▶ [Your instructions] Set down all of the entries word for word, omitting the images they contain.
^^^^^^^^
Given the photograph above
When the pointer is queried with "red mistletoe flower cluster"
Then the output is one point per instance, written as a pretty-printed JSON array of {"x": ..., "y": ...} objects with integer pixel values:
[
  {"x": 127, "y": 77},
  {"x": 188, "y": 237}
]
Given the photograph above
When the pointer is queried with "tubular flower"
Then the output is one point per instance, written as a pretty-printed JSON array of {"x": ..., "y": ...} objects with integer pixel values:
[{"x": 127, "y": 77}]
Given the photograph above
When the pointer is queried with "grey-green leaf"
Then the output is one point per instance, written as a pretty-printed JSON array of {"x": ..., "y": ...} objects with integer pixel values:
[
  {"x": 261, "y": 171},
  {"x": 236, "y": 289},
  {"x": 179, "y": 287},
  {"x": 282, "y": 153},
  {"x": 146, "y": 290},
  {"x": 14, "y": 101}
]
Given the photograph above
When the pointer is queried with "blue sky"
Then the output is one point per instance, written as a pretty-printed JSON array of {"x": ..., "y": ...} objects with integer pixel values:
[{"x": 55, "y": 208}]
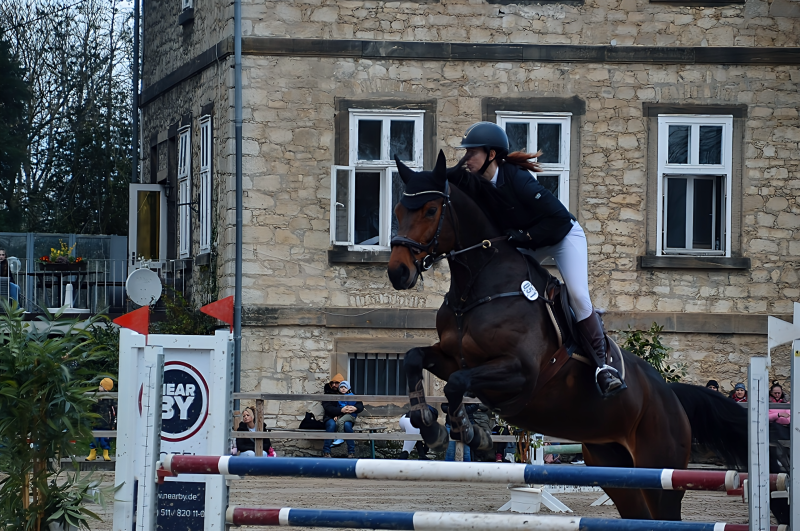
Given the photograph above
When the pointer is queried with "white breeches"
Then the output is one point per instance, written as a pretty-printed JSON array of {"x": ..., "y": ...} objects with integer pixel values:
[
  {"x": 572, "y": 260},
  {"x": 405, "y": 424}
]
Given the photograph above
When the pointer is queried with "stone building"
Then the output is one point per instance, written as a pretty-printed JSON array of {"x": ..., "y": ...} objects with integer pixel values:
[{"x": 670, "y": 130}]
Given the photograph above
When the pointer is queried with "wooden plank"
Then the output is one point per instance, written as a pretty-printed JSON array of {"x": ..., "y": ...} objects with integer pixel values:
[
  {"x": 284, "y": 433},
  {"x": 321, "y": 435}
]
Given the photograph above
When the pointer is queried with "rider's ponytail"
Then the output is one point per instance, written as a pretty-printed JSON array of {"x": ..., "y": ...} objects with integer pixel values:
[{"x": 522, "y": 159}]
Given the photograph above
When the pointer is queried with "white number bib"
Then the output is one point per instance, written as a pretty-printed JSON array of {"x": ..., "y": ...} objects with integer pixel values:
[{"x": 529, "y": 291}]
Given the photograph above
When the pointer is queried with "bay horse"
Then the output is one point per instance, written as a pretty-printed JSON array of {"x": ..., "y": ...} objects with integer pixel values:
[{"x": 496, "y": 343}]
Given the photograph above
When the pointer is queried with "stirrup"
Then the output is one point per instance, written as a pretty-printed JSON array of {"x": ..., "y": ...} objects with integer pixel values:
[{"x": 616, "y": 373}]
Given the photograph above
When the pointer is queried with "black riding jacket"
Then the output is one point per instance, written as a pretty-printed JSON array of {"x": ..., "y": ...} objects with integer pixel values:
[{"x": 519, "y": 202}]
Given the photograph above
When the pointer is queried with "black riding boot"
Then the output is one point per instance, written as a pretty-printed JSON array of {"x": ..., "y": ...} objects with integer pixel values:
[{"x": 608, "y": 379}]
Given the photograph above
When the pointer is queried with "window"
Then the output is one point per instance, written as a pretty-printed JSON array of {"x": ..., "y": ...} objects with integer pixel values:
[
  {"x": 205, "y": 184},
  {"x": 695, "y": 156},
  {"x": 545, "y": 132},
  {"x": 377, "y": 374},
  {"x": 147, "y": 222},
  {"x": 184, "y": 192},
  {"x": 365, "y": 192}
]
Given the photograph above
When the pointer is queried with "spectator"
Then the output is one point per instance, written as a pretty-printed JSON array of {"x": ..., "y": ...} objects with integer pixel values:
[
  {"x": 245, "y": 446},
  {"x": 422, "y": 448},
  {"x": 450, "y": 454},
  {"x": 332, "y": 388},
  {"x": 739, "y": 393},
  {"x": 107, "y": 409},
  {"x": 13, "y": 289},
  {"x": 342, "y": 413},
  {"x": 776, "y": 394}
]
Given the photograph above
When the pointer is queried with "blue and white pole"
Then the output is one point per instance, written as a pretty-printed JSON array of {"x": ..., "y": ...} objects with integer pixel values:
[
  {"x": 605, "y": 477},
  {"x": 434, "y": 521}
]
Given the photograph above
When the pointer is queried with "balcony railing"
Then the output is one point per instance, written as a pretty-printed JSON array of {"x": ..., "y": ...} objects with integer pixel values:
[{"x": 98, "y": 287}]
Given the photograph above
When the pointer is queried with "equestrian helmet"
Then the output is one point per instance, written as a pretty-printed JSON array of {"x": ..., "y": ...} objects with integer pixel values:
[{"x": 486, "y": 135}]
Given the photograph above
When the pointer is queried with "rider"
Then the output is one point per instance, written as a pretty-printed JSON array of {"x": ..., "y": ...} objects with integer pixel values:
[{"x": 535, "y": 219}]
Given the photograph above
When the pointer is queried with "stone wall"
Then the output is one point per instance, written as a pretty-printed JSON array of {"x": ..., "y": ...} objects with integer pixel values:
[
  {"x": 621, "y": 22},
  {"x": 167, "y": 45},
  {"x": 289, "y": 147}
]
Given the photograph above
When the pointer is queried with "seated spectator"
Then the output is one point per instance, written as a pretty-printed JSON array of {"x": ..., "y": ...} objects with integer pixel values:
[
  {"x": 245, "y": 446},
  {"x": 739, "y": 393},
  {"x": 13, "y": 289},
  {"x": 776, "y": 394},
  {"x": 341, "y": 415},
  {"x": 422, "y": 448},
  {"x": 450, "y": 454},
  {"x": 107, "y": 409},
  {"x": 332, "y": 387}
]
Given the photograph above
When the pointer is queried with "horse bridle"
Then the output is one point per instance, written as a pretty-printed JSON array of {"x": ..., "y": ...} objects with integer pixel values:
[{"x": 431, "y": 248}]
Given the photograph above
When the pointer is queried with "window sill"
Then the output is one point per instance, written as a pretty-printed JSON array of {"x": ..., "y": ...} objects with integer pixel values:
[
  {"x": 693, "y": 262},
  {"x": 345, "y": 256},
  {"x": 186, "y": 16}
]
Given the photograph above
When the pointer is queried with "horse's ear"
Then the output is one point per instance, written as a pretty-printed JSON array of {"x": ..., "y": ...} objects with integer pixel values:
[
  {"x": 405, "y": 172},
  {"x": 440, "y": 170}
]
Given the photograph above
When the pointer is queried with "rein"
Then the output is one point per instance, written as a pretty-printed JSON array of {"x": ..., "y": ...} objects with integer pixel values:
[{"x": 431, "y": 248}]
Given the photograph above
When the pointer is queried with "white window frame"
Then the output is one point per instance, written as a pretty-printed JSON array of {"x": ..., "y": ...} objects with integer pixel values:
[
  {"x": 184, "y": 191},
  {"x": 133, "y": 226},
  {"x": 385, "y": 167},
  {"x": 691, "y": 170},
  {"x": 560, "y": 169},
  {"x": 373, "y": 377},
  {"x": 205, "y": 183}
]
^^^^^^^^
▶ [The response]
Given the photograph above
When the pointer is queried with "red mistletoe flower cluster"
Then the output is one point per instance, written as a pretty-printed JSON array of {"x": ..., "y": ...} objects with integer pixel values:
[
  {"x": 127, "y": 77},
  {"x": 188, "y": 237}
]
Given the photograph above
When the pointer is queried with "tubular flower"
Then the output is one point per instance, written as a pretty-printed JSON array of {"x": ..., "y": ...} objects with integer pixel values:
[{"x": 127, "y": 77}]
Given the photograph above
When the pointer is queried with "grey-green leaf"
Then the output is one point per instance, written as a pretty-printed JSON array of {"x": ..., "y": ...} objects with integer pixel values:
[
  {"x": 261, "y": 171},
  {"x": 236, "y": 289},
  {"x": 179, "y": 287},
  {"x": 282, "y": 153},
  {"x": 146, "y": 290},
  {"x": 14, "y": 101}
]
Given the photograph above
When the pointer is queried with "blue sky"
Then the output is one point per instance, written as a pretty-printed JSON array of {"x": ..., "y": ...} objects with integer pixel values:
[{"x": 55, "y": 208}]
Given the photograph above
When the pointer is queried with "white breeches"
Then the output is one point per instance, written as a pretty-printed JSON array of {"x": ..., "y": ...} objects with integer pixel values:
[
  {"x": 572, "y": 260},
  {"x": 405, "y": 424}
]
Given the photograph above
When the pointer is queried with "stone building"
Then the output is one point per instance, written as a pretty-printed JSON array of {"x": ..., "y": ...} objects with integer pixel values:
[{"x": 670, "y": 130}]
Given the photograph above
When the pointer is queried with "wooden plank"
Then the output is one point per instance, written as a pretty-printed JSON array of {"x": ..., "y": ...} objects with integer pixel values:
[
  {"x": 284, "y": 433},
  {"x": 321, "y": 435}
]
Given the photograph above
When the pointer is queried with "rider's ponytail"
Then the output is one point per instance, written as a pretty-printed JSON array of {"x": ..., "y": ...} objects with integer pixel values:
[{"x": 522, "y": 159}]
Given the photograph above
When the pointer is queried with "white number bib"
Then the output is one point per instance, written as a pretty-printed JSON array of {"x": ..., "y": ...} objects with integer pixel values:
[{"x": 529, "y": 291}]
Given the photograph above
When the pointer is queried with "bay horse"
Then the output is one point per instance, written as a pretty-printed JSON array of {"x": ..., "y": ...} objects with integer pixel values:
[{"x": 496, "y": 343}]
Given the photograph above
When the pointer is queried with "stirrup"
Then the output is one point per instance, written as a pretty-printed JSON array of {"x": ..., "y": ...} objects with integer pixel values:
[{"x": 616, "y": 373}]
Given the photograph above
When the pointer is queried with "black riding jacket"
Then the output is one point per instance, written as a pretty-printed JSON array of {"x": ..., "y": ...} objects with integer pixel values:
[{"x": 519, "y": 202}]
Given the photograph above
When the pointer is queried with "black riding boot"
Then the output is one point per instance, written as a pretty-printed JSON array of {"x": ..., "y": ...} objects with integer pixel values:
[{"x": 608, "y": 379}]
Given the photograph above
When the pointer is queried with "window"
Then the output is one point per instance, written as a pretty-printed JSON array of {"x": ..., "y": ...} objects with integer pixel values:
[
  {"x": 205, "y": 184},
  {"x": 695, "y": 156},
  {"x": 545, "y": 132},
  {"x": 377, "y": 374},
  {"x": 147, "y": 222},
  {"x": 184, "y": 192},
  {"x": 365, "y": 192}
]
Given the photograph above
When the pointer is queried with "spectator"
Then the output is one point per instance, written as a pretty-printed JSON array of {"x": ..., "y": ...} objects with integer pixel values:
[
  {"x": 245, "y": 446},
  {"x": 422, "y": 448},
  {"x": 450, "y": 454},
  {"x": 332, "y": 388},
  {"x": 739, "y": 393},
  {"x": 107, "y": 409},
  {"x": 13, "y": 289},
  {"x": 342, "y": 413},
  {"x": 776, "y": 394}
]
Given the photograph above
When the pointer is queried with "blue and white pole"
Then the output is one point per instance, written as a pretty-printed JSON array of {"x": ..., "y": ...} objects with integer pixel values:
[
  {"x": 605, "y": 477},
  {"x": 434, "y": 521}
]
Given the photograph above
When the pointer is queried with "balcony railing"
Then the output is one point per instance, written as a pretty-printed JSON array of {"x": ..., "y": ...} objects with integer pixel values:
[{"x": 98, "y": 287}]
Given the photograph above
When the pointer is queried with "equestrian helmet"
Then the output is one point per instance, written as a pretty-printed JSON array of {"x": ..., "y": ...} objects with integer pixel values:
[{"x": 486, "y": 135}]
Given the photograph above
When the pointer is queried with "rider"
Then the output is one point per instance, written as a pretty-printed JSON array of {"x": ..., "y": ...} objects with integer pixel values:
[{"x": 535, "y": 219}]
Given the photograph above
When the pointer is queried with "stone wall"
Then the output is one point per instance, written as a pretty-printed JSON array of {"x": ..., "y": ...} objects with integer pixel values:
[
  {"x": 621, "y": 22},
  {"x": 167, "y": 45},
  {"x": 289, "y": 147}
]
Given the photograph above
When the pointer is queried with "seated spectator"
Then the output is one point per instance, written as a pretty-printed JSON array of {"x": ..., "y": ...} objects with integer pixel values:
[
  {"x": 245, "y": 446},
  {"x": 739, "y": 393},
  {"x": 13, "y": 289},
  {"x": 776, "y": 394},
  {"x": 341, "y": 415},
  {"x": 422, "y": 448},
  {"x": 450, "y": 454},
  {"x": 107, "y": 409},
  {"x": 332, "y": 387}
]
Given the photograph above
When the pointer is queried with "horse bridle"
Then the output is one point per instance, written as a pretty-printed JSON array of {"x": ..., "y": ...} objects with integer pixel values:
[{"x": 431, "y": 248}]
Given the photograph above
When the pointer is queried with "window sill"
Then the output is one point per instance, written as a pretty-printed JSON array of {"x": ..., "y": ...} objects with integer pixel values:
[
  {"x": 693, "y": 262},
  {"x": 345, "y": 256},
  {"x": 186, "y": 16}
]
Given the photograph above
When the pointer is queried with "horse's ear"
Then the output is one point per instance, written as a pretty-printed JSON array of {"x": ..., "y": ...} objects with integer pixel values:
[
  {"x": 405, "y": 172},
  {"x": 440, "y": 170}
]
Given the photograph above
When the pointer is queried with "rein"
Then the output is one point per instance, written as a pretty-printed JSON array of {"x": ..., "y": ...} objects with integer pixel values:
[{"x": 431, "y": 248}]
Given the photograph above
When the pointer is queried with "white window frame"
Then the output is one point per instance, written as a pretty-printed JSON array of {"x": ..., "y": ...} objects with integer pixel values:
[
  {"x": 184, "y": 191},
  {"x": 133, "y": 226},
  {"x": 385, "y": 167},
  {"x": 691, "y": 170},
  {"x": 560, "y": 169},
  {"x": 373, "y": 377},
  {"x": 205, "y": 183}
]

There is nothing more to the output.